→ **THE PROBLEM**
The expected response is the complete listing below, restated exactly, with its pictures omitted.

→ **RECORDS TO USE**
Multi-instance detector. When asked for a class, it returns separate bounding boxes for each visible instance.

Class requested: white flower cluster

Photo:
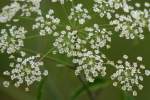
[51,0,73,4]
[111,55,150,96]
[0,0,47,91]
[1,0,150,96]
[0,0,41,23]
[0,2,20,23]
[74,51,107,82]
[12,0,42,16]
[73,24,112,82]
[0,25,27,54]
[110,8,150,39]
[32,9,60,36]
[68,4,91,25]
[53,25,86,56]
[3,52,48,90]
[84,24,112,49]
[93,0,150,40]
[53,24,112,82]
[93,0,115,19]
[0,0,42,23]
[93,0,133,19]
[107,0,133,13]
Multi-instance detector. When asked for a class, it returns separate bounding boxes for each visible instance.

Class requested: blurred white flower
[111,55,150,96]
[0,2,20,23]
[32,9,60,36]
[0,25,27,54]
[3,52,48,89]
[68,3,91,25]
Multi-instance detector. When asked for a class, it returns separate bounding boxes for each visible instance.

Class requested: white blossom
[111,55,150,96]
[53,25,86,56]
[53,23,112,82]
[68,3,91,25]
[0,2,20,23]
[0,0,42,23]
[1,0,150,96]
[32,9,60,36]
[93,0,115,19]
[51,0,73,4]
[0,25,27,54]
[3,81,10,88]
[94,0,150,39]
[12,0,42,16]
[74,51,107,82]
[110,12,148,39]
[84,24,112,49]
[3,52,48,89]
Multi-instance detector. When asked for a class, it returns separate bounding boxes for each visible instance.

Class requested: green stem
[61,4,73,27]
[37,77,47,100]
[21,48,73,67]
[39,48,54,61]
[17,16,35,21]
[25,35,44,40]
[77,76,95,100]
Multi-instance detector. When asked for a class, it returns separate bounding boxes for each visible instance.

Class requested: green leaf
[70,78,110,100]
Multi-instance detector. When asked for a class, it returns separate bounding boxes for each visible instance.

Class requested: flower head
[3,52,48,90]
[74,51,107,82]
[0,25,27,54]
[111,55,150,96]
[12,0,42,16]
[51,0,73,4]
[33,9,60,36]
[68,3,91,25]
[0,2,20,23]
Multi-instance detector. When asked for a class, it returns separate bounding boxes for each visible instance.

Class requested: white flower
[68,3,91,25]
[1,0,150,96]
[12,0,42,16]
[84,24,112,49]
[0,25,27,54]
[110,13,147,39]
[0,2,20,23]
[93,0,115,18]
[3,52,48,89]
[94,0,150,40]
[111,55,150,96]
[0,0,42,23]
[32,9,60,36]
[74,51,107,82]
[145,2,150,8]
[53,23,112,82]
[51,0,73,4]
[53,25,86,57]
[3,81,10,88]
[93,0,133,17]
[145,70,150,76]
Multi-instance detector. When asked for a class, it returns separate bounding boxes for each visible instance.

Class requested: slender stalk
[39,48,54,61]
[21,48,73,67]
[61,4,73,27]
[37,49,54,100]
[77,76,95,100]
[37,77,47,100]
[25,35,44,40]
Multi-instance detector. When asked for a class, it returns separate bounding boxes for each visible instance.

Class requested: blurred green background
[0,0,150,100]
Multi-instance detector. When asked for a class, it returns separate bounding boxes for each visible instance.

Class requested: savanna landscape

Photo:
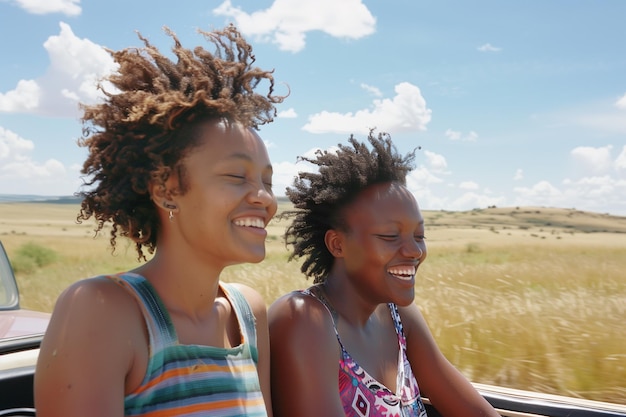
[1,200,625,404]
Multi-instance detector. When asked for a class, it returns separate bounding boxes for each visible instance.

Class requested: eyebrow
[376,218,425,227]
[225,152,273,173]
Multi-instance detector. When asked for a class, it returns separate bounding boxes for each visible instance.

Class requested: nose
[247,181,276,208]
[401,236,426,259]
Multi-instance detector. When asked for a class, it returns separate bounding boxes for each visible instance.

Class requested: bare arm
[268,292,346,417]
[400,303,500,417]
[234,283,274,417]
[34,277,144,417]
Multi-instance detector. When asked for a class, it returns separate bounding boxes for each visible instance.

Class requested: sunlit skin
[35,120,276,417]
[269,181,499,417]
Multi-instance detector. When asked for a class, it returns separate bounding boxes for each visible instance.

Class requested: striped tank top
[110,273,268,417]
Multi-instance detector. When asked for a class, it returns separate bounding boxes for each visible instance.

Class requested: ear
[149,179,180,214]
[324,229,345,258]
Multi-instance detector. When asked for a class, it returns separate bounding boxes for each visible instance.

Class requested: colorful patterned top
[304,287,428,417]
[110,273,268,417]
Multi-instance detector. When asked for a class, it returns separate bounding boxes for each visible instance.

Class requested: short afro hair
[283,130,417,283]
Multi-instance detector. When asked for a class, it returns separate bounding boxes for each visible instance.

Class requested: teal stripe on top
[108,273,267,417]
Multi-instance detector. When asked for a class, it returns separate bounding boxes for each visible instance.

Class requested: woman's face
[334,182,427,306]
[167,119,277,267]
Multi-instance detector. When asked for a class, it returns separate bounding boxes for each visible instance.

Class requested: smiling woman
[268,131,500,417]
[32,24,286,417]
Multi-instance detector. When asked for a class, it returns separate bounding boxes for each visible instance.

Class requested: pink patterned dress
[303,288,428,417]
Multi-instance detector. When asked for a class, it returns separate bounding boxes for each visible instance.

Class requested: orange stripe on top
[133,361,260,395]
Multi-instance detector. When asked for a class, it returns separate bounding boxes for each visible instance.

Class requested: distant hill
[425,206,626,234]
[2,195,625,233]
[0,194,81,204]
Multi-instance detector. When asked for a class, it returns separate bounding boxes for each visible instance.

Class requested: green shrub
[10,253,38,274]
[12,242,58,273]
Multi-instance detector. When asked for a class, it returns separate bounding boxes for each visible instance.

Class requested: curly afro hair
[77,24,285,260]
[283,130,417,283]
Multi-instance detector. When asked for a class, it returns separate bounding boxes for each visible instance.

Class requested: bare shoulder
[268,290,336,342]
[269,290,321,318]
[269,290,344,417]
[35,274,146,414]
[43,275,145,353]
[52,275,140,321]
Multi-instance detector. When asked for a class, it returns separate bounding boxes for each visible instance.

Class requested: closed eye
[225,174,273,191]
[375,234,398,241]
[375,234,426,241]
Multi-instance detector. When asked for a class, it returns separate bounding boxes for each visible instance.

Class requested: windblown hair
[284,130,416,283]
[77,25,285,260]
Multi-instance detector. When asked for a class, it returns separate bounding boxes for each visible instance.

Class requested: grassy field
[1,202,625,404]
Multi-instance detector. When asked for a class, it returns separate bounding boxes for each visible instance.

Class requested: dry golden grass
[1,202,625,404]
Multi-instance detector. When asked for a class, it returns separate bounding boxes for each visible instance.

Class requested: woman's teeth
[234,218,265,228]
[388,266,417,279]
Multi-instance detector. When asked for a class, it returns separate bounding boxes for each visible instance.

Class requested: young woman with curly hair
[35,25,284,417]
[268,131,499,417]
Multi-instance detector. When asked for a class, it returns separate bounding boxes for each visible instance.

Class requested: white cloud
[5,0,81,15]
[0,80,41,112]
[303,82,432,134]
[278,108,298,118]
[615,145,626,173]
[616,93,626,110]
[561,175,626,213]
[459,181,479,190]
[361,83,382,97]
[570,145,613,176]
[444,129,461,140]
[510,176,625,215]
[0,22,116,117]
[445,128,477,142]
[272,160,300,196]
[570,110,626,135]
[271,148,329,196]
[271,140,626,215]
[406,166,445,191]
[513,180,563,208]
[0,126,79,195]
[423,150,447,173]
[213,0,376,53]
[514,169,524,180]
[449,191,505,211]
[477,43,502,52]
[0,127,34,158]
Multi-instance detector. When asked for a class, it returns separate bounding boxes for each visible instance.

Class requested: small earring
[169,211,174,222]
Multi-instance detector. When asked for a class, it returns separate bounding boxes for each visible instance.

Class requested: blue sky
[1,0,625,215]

→ **EXERCISE ANSWER**
Multi-instance detector. When asked for a class, it returns separate bounding boxes for each visible instance.

Class requested: white flower cluster

Photo:
[51,0,73,4]
[111,55,150,96]
[0,0,47,91]
[1,0,150,96]
[0,0,41,23]
[0,2,20,23]
[74,51,107,82]
[12,0,42,16]
[73,24,112,82]
[0,25,27,54]
[110,8,150,39]
[32,9,60,36]
[68,4,91,25]
[53,25,86,56]
[3,52,48,90]
[84,24,112,49]
[93,0,150,40]
[53,24,112,82]
[93,0,115,19]
[0,0,42,23]
[93,0,133,19]
[107,0,133,13]
Multi-instance detector. When asked for a class, it returns separate bounding boxes for each visible instance.

Class requested: blurred white flower
[111,55,150,96]
[0,2,20,23]
[32,9,60,36]
[0,25,27,54]
[3,52,48,89]
[68,3,91,25]
Multi-instance detector. When asked for a class, it returns separate bounding boxes for each visible instance.

Class requested: white blossom
[111,55,150,96]
[53,25,86,56]
[53,23,112,82]
[68,3,91,25]
[0,2,20,23]
[0,0,42,23]
[1,0,150,96]
[32,9,60,36]
[93,0,115,19]
[51,0,73,4]
[0,25,27,54]
[3,81,10,88]
[94,0,150,39]
[12,0,42,16]
[74,51,107,82]
[110,12,148,39]
[84,24,112,49]
[3,52,48,89]
Multi-instance detector. When asked for a class, it returns separate bounding boxes for each visible instance.

Class requested: green stem
[61,4,73,27]
[37,77,47,100]
[21,48,73,67]
[39,48,54,61]
[17,16,35,21]
[25,35,44,40]
[77,76,95,100]
Multi-instance detector. When asked for a class, it returns separate bounding boxes for each visible instance.

Class requested: green leaf
[70,78,110,100]
Multi-instance detector. When asked for a class, it returns separate bounding boxes for each visible instance.

Class requested: flower head
[3,52,48,90]
[74,51,107,82]
[0,25,27,54]
[111,55,150,96]
[12,0,42,16]
[51,0,73,4]
[33,9,60,36]
[68,3,91,25]
[0,2,20,23]
Multi-instance detector. When asked for a class, it returns separate bounding boxes for each visible instance.

Class requested: white flower
[68,3,91,25]
[1,0,150,96]
[12,0,42,16]
[84,24,112,49]
[0,25,27,54]
[110,13,147,39]
[0,2,20,23]
[93,0,115,18]
[3,52,48,89]
[94,0,150,40]
[111,55,150,96]
[0,0,42,23]
[32,9,60,36]
[74,51,107,82]
[145,2,150,8]
[53,23,112,82]
[51,0,73,4]
[53,25,86,57]
[3,81,10,88]
[93,0,133,17]
[145,70,150,76]
Multi-instance detector. When asked for a class, it returns separate bounding boxes for each visible instance.

Class requested: slender stalk
[39,48,54,61]
[21,48,73,67]
[61,4,73,27]
[37,49,54,100]
[77,76,95,100]
[37,77,47,100]
[25,35,44,40]
Multi-instance detector. When asked for a class, it returns separate bounding boxes for each visible instance.

Class requested: blurred green background
[0,0,150,100]
Multi-instance detector. When asked for a class, it returns separate bounding boxes for each visible instance.

Class requested: savanna landscape

Photo:
[1,200,625,404]
Multi-instance detector. When asked for a class, it returns separate bounding boxes for each visible instance.

Class requested: eyebrow
[376,218,425,227]
[225,152,273,173]
Multi-instance detector. When asked for a class, it returns separate bounding boxes for each visible instance.

Class requested: nose
[247,181,276,208]
[401,236,426,259]
Multi-instance detector. When asked for a class, it returns separate bounding boxes for each visible instance.

Class requested: bare arm
[268,292,346,417]
[400,303,500,417]
[234,283,274,417]
[34,277,144,417]
Multi-instance detector. When asked for a class, it returns separate bounding boxes for each visible instance.

Class requested: sunlit skin
[35,120,276,417]
[269,181,499,417]
Multi-instance detector. When asked for a class, it returns separate bounding boxes for each visible instance.

Class requested: striped tank top
[110,273,268,417]
Multi-instance detector. When asked for a class, it returns separate bounding boxes for each visible instance.

Class requested: ear
[149,179,180,214]
[324,229,345,258]
Multi-instance detector. When asked for a class, it returns separate bounding boxes for each visible instance.

Class requested: colorful patterned top
[304,287,428,417]
[110,273,268,417]
Multi-instance detector. When asked for a class, it returns separate bounding boxes for each visible instance.

Class requested: short afro hair
[283,130,417,283]
Multi-instance detector. When asked for a class, it returns separate bounding boxes for each visible instance.

Class requested: teal stripe on top
[108,273,267,417]
Multi-instance detector. When asked for a class, it returns separate bounding boxes for each visible instance.

Class requested: woman's face
[334,182,427,306]
[167,119,277,267]
Multi-instance detector. When asked for a class, it returns separate bounding boxes for each visible instance.

Class requested: smiling woman
[268,131,500,417]
[32,24,286,417]
Multi-instance detector. When asked for a class, it returns separate bounding boxes for each visible instance.

Class requested: pink patterned dress
[303,288,428,417]
Multi-instance detector. When asked for a class, it returns separate bounding boxes for each visible instance.

Class requested: orange stripe on top
[133,361,260,395]
Multi-instance detector. When asked for a class, it returns separate bounding boxes for each visible instance.

Class requested: distant hill
[425,206,626,234]
[2,195,625,233]
[0,194,81,204]
Multi-instance detector. When asked for a class, it returns separate bounding boxes for each visible instance.

Class requested: green shrub
[10,253,38,274]
[12,242,58,273]
Multi-instance detector. When asked for a class, it returns separate bounding boxes for each visible instance.

Class requested: curly afro hair
[77,24,285,260]
[283,130,417,283]
Multi-instance detector. When asked for a class, it returns separate bounding boxes for each visible instance.

Class requested: bare shoulder
[268,290,336,342]
[269,290,321,318]
[269,290,344,417]
[35,274,146,414]
[43,275,145,353]
[52,275,140,321]
Multi-instance detector. When asked for a class, it returns separate bounding boxes for each visible instance.

Class requested: closed eye
[225,174,273,191]
[375,234,398,241]
[375,234,426,241]
Multi-instance detector. When asked for a class, it returns separate bounding boxes for each visible instance.

Class requested: windblown hair
[284,130,416,283]
[77,25,285,260]
Multi-instance detector. When asked for a class, it returns separate bounding boxes for each visible instance.

Class requested: grassy field
[1,202,625,404]
Multi-instance detector. When asked for a class, it returns separate bounding boxes for each visible instance.

Class requested: dry golden grass
[1,202,625,404]
Multi-instance detector. When asked for a class, it returns separate bounding boxes for each visible instance.

Class requested: woman's teeth
[234,218,265,228]
[388,266,417,279]
Multi-instance detector. When asked for a class, it returns separate bounding boxes for each visible instance.

Class requested: young woman with curly hair
[35,25,284,417]
[268,131,499,417]
Multi-instance detector. When asked for a class, it returns separate bounding boxes for each visible instance.

Class requested: white cloud
[5,0,81,15]
[0,80,41,112]
[303,82,432,134]
[278,108,298,118]
[615,145,626,173]
[616,93,626,110]
[561,175,626,213]
[459,181,479,190]
[361,83,382,97]
[570,145,613,176]
[444,129,461,140]
[510,176,625,215]
[0,22,116,117]
[445,128,477,142]
[272,160,300,196]
[570,110,626,135]
[271,148,329,196]
[271,140,626,215]
[406,166,445,191]
[513,180,563,208]
[0,126,79,195]
[423,150,447,173]
[213,0,376,53]
[514,169,524,180]
[449,191,505,211]
[477,43,502,52]
[0,127,34,158]
Multi-instance detector. When asked for a class, it returns separate bounding boxes for each visible instance.

Class requested: small earring
[169,211,174,222]
Multi-instance detector. When asked for a class, it returns separate bounding boxes for each visible instance.

Class requested: blue sky
[1,0,625,215]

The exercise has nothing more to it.